==== Reading passage ====

Amber Smith, PhD, an assistant professor in the Department of Pediatrics and the Institute for the Study of Host – Pathogen Systems at the University of Tennessee Health Science Center, has received a $1.9 million grant from the National Institutes of Health (NIH) to continue to develop mathematical models to understand influenza and bacterial co-infections.
Influenza A virus is responsible for a significant number of deaths each year. What is often elusive in terms of therapy and research is the secondary infections associated with the illness, which routinely expedite the progression of the illness.
“Most people don’t think about the secondary infections that invade while someone has the flu,” Dr. Smith said. “A lot of the time, especially during influenza pandemics, people will get secondary bacterial pneumonia.”
Although first noted in the 1800’s, a retrospective study of the 1918 influenza pandemic that examined samples and historical commentary estimated that 95 percent of the people who succumbed to the illness died from a secondary infection. Among the infections discovered include pneumococcus, the bacteria responsible for conditions ranging from sinus infections to pneumonia, and Staphylococcus aureus, the bacterial cause of staph infections. These still impact influenza patients to this day, and 50 percent of the mortality during the 2009 influenza pandemic was due to bacterial co-infection. Therefore, the severity of the flu infection makes affected individuals more predisposed to other pathogens.

====

Task statement => Which pathogens does the article on influenza co-infections name specifically? This data comes from a different source than the article.

==== Input data ====

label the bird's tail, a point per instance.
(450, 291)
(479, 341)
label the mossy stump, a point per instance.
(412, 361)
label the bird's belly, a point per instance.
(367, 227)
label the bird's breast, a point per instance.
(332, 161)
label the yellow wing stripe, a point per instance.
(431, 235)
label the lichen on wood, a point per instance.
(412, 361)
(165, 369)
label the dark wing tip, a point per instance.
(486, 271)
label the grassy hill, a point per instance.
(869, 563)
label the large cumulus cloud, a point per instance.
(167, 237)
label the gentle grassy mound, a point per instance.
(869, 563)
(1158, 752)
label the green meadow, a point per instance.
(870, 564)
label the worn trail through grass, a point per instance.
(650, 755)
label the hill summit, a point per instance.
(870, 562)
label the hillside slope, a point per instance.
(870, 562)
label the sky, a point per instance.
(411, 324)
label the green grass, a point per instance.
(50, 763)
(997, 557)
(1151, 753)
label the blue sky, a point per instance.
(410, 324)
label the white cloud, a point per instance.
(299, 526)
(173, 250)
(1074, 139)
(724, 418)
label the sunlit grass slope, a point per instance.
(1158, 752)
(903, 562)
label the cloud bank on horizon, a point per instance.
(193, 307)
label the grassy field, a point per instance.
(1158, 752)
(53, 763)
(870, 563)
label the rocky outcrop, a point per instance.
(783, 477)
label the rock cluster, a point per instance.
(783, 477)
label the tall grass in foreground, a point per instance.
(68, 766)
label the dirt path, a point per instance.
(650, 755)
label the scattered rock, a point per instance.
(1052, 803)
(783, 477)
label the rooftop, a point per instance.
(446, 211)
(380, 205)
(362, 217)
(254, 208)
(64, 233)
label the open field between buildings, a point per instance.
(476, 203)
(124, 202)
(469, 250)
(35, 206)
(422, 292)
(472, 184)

====

Solution to this problem => Influenza A virus, pneumococcus, and Staphylococcus aureus.